**Your task**
In the patent excerpt on identifying excess computer noise, what is the first thing the method records?

**Page excerpt**
Process for identifying excess noise in a computer system

Abstract

The method of identifying excess noise in a computer system includes first recording a silence sample; second recording an isolated noise sample while operating a computer system component in isolation from other computer system components; comparing signal characteristics of the silence sample with signal characteristics of the isolated noise sample; and, attributing the isolated noise sample to the isolated computer component when the signal characteristics of the silence sample differ by a preset threshold from the signal characteristics of the isolated noise sample. The inventive method can further include logging the signal characteristics of the silence sample and the isolated noise sample; reporting excess noise identified in the identifying step; and, suggesting a remedy for the identified excess noise.

Description

CROSS REFERENCE TO RELATED APPLICATIONS

(Not Applicable)

STATEMENT REGARDING FEDERALLY SPONSORED RESEARCH OR DEVELOPMENT

(Not Applicable)

BACKGROUND OF THE INVENTION

1. Technical Field

This invention relates to the field of computer speech recognition and more particularly to a method and system for identifying excess noise in a computer system.

**Provided information**
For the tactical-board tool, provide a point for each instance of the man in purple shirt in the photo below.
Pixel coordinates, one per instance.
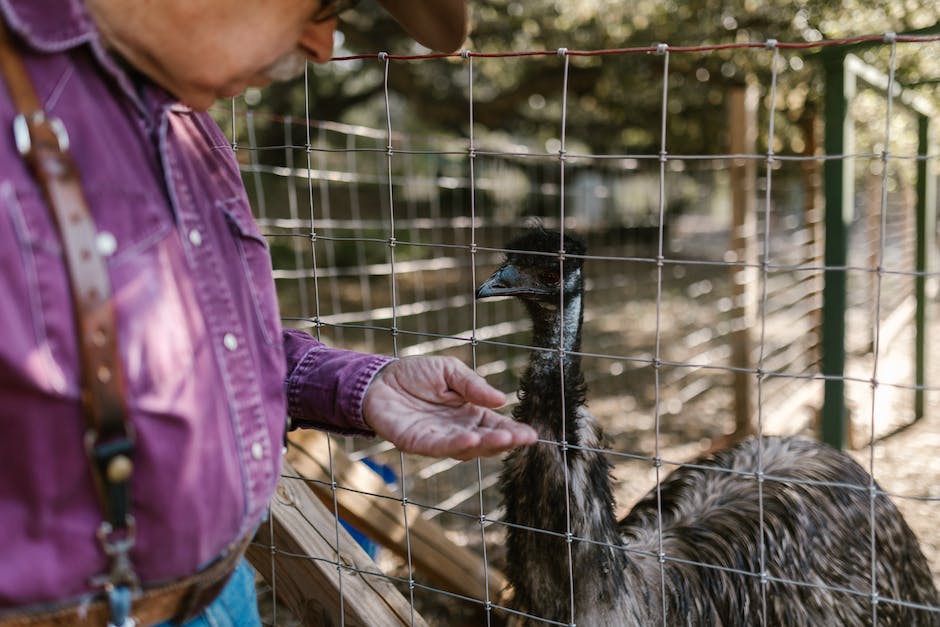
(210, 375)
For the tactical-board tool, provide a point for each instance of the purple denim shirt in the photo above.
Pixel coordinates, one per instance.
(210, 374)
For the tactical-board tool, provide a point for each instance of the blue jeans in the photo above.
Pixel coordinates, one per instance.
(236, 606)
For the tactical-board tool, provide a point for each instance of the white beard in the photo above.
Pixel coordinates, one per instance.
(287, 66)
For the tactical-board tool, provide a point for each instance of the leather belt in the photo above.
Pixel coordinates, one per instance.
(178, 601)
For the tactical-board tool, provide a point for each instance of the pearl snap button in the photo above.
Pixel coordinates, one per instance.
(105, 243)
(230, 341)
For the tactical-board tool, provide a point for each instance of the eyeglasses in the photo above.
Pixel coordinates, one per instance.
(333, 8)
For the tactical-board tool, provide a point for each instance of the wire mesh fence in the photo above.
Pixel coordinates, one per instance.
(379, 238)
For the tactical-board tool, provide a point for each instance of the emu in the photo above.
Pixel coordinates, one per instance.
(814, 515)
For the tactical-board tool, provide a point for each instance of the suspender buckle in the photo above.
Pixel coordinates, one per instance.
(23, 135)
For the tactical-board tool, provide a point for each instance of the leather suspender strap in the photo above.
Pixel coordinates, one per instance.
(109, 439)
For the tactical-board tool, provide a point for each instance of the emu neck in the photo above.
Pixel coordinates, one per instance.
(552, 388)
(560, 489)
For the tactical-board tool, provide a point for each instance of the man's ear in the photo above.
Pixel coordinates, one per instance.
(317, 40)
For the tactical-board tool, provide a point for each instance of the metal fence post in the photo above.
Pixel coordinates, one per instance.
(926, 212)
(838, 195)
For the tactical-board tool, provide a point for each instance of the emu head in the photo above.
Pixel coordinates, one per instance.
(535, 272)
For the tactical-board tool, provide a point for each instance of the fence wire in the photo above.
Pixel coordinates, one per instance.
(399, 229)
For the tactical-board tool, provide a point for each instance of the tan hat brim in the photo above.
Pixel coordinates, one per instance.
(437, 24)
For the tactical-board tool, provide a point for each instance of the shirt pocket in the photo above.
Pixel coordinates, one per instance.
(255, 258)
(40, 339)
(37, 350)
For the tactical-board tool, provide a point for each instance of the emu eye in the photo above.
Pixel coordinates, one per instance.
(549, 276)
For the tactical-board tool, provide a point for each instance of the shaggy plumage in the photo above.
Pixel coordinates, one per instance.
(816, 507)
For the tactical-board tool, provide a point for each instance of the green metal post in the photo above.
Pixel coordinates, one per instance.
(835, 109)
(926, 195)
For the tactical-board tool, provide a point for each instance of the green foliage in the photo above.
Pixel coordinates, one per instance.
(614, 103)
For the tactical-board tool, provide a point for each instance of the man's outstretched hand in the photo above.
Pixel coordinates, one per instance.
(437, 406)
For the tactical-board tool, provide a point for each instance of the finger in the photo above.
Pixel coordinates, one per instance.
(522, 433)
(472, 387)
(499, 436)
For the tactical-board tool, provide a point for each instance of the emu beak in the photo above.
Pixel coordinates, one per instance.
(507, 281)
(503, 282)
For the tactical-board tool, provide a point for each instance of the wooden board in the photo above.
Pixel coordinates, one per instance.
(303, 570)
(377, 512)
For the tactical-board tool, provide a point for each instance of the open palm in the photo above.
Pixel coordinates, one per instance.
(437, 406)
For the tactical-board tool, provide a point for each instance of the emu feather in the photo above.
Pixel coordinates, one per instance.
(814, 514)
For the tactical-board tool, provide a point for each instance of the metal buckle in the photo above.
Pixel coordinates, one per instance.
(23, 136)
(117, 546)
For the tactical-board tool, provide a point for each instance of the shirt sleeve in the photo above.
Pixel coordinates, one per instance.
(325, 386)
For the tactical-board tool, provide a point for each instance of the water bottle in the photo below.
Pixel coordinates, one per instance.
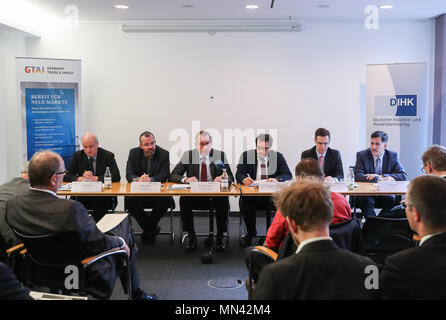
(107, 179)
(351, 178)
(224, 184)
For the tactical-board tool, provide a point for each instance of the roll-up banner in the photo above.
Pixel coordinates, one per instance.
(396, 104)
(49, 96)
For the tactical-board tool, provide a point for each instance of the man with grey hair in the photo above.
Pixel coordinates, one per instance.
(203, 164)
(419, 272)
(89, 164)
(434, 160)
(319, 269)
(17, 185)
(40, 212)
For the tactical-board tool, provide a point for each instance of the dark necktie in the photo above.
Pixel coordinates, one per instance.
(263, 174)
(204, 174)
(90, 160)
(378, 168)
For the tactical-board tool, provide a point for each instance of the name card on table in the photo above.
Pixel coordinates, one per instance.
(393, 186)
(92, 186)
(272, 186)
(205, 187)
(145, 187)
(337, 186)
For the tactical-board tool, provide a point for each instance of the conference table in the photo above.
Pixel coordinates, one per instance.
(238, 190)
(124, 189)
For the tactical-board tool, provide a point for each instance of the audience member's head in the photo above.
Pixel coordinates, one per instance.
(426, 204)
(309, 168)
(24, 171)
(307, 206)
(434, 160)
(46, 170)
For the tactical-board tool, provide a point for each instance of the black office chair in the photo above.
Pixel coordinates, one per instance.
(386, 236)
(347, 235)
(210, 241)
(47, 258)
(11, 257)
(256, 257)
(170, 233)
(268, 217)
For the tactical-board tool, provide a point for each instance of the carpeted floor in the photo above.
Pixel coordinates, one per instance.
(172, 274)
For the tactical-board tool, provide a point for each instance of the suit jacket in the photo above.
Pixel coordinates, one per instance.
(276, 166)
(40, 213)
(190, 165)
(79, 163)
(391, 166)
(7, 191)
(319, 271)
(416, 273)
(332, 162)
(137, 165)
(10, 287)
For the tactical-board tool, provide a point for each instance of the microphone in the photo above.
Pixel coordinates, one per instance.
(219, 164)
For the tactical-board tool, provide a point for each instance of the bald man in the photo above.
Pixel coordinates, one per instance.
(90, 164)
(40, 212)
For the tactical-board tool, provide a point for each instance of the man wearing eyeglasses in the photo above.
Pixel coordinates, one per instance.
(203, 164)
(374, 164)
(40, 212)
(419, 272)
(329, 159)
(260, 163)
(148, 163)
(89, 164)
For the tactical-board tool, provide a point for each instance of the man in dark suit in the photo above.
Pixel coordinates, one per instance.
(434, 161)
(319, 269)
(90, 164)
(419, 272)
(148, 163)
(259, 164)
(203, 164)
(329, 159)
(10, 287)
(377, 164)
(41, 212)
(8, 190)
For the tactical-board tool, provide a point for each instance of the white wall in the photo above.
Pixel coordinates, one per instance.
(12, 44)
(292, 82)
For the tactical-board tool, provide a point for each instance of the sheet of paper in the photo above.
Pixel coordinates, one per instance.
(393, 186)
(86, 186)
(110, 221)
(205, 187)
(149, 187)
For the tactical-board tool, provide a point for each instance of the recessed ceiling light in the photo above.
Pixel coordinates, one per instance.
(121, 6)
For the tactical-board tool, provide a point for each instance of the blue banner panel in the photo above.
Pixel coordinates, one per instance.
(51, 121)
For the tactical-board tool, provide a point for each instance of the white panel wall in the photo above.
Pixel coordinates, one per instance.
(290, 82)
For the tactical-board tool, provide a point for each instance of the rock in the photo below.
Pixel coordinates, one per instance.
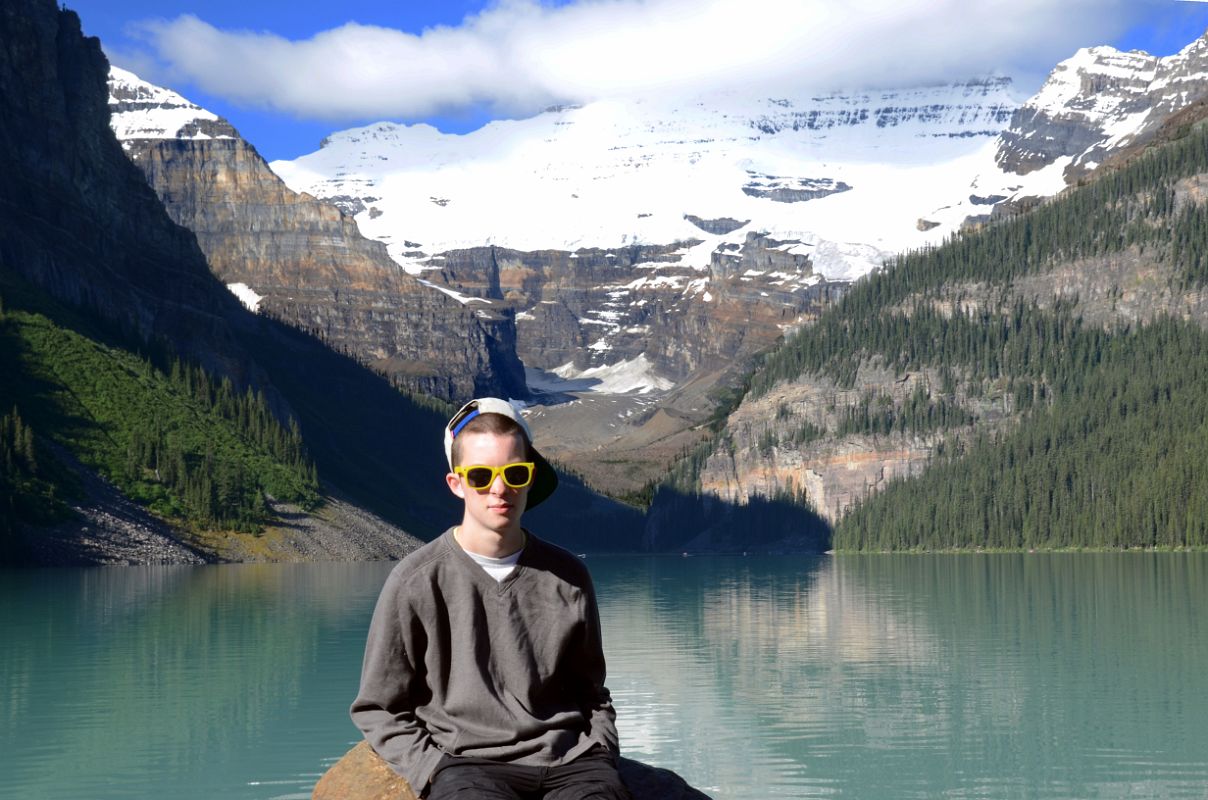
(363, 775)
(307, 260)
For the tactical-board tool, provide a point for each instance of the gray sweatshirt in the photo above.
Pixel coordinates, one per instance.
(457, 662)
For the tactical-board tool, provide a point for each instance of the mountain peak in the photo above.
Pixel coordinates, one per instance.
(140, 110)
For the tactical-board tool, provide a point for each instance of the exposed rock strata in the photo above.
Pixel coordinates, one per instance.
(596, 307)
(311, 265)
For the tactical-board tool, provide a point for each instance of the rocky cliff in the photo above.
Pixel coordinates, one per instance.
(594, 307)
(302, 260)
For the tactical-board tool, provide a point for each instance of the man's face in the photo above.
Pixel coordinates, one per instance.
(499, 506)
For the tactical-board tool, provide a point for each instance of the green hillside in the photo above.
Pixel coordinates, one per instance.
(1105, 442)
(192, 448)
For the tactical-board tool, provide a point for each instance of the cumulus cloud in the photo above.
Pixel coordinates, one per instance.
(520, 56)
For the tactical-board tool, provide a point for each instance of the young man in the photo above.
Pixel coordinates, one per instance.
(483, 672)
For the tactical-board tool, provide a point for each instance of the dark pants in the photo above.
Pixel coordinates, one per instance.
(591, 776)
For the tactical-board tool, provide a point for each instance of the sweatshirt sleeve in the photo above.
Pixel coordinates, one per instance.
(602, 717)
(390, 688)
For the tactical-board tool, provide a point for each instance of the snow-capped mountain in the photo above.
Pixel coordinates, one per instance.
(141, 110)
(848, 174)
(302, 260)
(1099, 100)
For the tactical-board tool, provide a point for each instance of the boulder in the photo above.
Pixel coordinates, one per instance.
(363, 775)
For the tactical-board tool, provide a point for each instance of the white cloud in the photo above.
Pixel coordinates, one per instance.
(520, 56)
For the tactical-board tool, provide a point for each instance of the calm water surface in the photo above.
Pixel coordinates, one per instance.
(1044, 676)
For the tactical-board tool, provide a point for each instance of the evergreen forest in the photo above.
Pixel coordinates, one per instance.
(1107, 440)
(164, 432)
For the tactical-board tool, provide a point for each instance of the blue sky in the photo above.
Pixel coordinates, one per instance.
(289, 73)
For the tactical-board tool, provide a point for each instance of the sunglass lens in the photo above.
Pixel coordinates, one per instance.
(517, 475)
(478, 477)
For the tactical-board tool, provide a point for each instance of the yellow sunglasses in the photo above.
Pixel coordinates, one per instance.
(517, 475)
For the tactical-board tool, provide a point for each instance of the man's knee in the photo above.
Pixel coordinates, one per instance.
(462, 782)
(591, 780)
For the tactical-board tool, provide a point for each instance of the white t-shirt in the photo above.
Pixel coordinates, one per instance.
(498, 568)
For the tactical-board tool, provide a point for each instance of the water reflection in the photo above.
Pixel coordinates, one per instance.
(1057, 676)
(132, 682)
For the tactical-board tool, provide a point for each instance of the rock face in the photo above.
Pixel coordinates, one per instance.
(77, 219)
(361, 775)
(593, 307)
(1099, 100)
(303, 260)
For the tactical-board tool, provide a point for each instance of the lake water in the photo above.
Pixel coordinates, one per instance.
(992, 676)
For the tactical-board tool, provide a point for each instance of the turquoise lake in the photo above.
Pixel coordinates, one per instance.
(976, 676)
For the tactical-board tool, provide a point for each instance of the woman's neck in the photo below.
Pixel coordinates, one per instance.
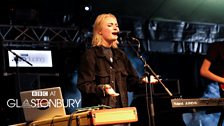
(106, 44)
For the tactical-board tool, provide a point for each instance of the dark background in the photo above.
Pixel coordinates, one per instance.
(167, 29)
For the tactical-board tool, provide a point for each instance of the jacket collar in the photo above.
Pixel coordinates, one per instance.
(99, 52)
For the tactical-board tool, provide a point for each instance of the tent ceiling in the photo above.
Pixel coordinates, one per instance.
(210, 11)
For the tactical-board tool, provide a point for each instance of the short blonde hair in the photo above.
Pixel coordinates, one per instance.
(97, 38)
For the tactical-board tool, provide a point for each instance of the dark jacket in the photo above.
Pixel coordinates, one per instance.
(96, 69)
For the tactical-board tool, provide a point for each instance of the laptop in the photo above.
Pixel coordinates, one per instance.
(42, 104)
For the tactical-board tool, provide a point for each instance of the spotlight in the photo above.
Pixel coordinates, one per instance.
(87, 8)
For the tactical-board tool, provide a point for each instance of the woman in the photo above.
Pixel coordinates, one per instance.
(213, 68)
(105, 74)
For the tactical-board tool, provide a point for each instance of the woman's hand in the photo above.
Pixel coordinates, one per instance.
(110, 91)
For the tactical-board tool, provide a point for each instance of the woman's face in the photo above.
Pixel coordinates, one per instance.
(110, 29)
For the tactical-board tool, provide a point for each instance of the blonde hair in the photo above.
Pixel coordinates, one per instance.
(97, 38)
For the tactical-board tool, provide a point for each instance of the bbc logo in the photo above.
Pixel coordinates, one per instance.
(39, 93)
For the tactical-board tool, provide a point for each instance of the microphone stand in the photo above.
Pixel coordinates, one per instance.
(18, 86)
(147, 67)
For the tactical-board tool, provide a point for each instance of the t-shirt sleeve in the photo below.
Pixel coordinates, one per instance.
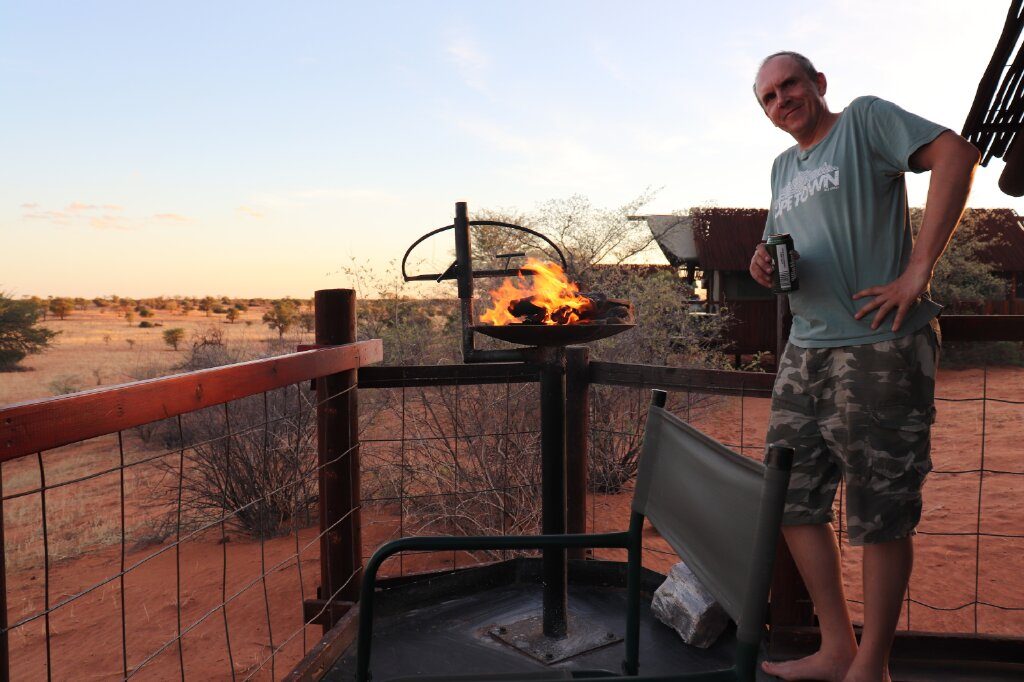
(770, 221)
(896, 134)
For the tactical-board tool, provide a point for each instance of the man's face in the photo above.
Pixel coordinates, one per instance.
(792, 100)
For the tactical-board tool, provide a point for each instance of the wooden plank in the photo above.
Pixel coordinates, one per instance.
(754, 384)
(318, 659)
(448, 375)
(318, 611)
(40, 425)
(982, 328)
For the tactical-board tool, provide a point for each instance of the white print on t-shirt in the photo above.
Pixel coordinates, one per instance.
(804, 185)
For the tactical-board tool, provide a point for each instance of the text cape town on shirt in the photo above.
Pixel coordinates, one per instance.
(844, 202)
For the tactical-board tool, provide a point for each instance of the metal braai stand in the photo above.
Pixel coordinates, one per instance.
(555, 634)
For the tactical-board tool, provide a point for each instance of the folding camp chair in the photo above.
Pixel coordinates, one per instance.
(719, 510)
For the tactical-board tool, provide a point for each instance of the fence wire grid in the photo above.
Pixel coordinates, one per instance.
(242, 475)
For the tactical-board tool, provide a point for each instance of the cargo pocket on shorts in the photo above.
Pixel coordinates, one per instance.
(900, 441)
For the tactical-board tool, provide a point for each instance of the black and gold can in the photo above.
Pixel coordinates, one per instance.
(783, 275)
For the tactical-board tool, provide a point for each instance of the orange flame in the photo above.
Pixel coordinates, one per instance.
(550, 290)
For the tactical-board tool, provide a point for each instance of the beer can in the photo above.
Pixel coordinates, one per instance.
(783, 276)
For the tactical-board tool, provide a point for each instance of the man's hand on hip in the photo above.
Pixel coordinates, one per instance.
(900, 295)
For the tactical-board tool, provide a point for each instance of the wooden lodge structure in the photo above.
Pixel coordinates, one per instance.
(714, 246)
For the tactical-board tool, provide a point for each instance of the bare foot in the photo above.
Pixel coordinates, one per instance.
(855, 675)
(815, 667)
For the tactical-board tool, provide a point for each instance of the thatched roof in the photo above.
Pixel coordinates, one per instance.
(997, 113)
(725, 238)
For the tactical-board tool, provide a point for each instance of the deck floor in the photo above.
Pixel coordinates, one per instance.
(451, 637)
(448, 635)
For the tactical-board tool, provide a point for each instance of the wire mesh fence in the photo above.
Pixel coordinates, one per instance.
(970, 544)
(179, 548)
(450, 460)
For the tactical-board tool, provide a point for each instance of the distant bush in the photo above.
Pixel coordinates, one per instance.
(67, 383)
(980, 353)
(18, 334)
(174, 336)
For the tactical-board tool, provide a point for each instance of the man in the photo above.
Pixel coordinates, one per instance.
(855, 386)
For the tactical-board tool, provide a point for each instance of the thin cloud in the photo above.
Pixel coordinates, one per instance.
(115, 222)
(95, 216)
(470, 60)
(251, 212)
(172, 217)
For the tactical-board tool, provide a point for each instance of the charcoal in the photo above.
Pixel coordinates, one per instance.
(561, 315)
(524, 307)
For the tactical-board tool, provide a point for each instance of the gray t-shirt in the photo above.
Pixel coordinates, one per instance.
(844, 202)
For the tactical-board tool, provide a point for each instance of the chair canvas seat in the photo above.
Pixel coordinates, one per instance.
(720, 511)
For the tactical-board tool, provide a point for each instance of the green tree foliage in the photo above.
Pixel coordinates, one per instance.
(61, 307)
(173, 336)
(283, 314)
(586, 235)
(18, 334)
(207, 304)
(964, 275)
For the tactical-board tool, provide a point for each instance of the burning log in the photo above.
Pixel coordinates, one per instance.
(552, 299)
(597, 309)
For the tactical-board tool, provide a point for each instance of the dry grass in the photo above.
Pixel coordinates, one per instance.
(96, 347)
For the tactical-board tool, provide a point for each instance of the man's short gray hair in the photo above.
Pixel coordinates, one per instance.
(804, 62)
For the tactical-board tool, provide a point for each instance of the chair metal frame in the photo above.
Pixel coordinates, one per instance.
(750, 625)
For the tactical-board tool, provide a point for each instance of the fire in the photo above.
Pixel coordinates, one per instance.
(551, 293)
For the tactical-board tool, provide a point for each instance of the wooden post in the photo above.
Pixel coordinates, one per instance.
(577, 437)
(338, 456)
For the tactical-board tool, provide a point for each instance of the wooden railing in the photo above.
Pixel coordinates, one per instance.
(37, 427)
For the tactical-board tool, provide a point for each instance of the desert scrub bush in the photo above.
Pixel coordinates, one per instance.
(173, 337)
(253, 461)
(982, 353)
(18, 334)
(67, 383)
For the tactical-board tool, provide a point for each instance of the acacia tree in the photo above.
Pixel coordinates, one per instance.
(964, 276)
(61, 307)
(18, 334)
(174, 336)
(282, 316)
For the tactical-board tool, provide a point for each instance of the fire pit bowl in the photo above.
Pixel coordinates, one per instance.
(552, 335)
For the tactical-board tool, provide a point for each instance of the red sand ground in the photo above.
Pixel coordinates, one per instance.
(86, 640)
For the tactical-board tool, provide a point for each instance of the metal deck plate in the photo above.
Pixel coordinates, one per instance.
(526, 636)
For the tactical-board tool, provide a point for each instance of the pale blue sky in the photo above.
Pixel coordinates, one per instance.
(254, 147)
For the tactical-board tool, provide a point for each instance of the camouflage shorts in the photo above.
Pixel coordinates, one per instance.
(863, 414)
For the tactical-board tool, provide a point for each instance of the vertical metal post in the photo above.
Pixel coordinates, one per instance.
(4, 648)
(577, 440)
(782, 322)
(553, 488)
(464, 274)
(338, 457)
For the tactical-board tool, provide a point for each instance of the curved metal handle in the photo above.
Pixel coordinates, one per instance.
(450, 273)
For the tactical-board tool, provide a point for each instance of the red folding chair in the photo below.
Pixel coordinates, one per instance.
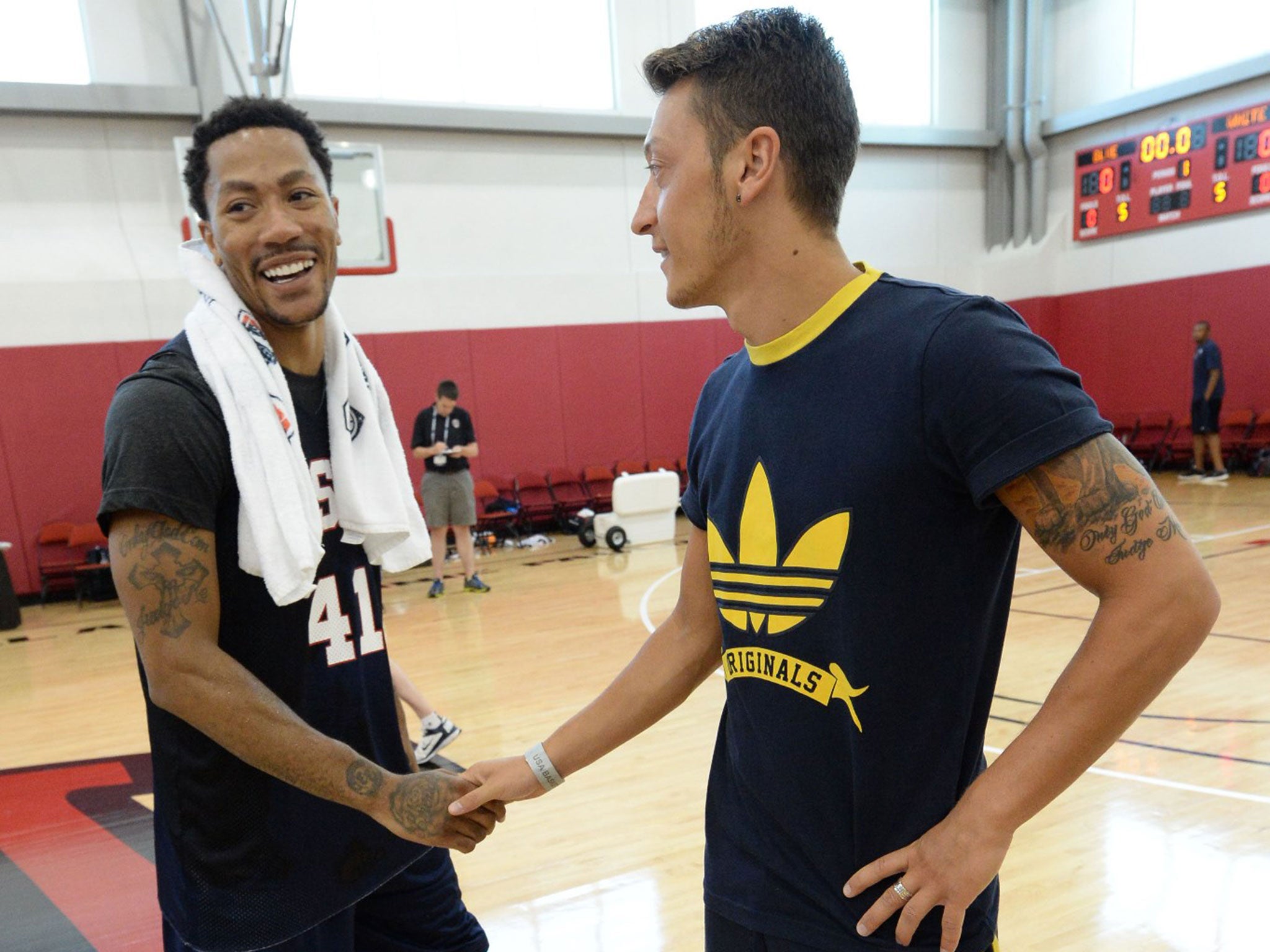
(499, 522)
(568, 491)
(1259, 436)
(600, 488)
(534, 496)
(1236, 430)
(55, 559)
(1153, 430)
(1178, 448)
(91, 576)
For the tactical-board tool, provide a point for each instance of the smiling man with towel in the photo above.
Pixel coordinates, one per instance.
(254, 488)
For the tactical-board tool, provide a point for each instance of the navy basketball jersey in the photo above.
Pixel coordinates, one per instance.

**Exercise response**
A silence sample.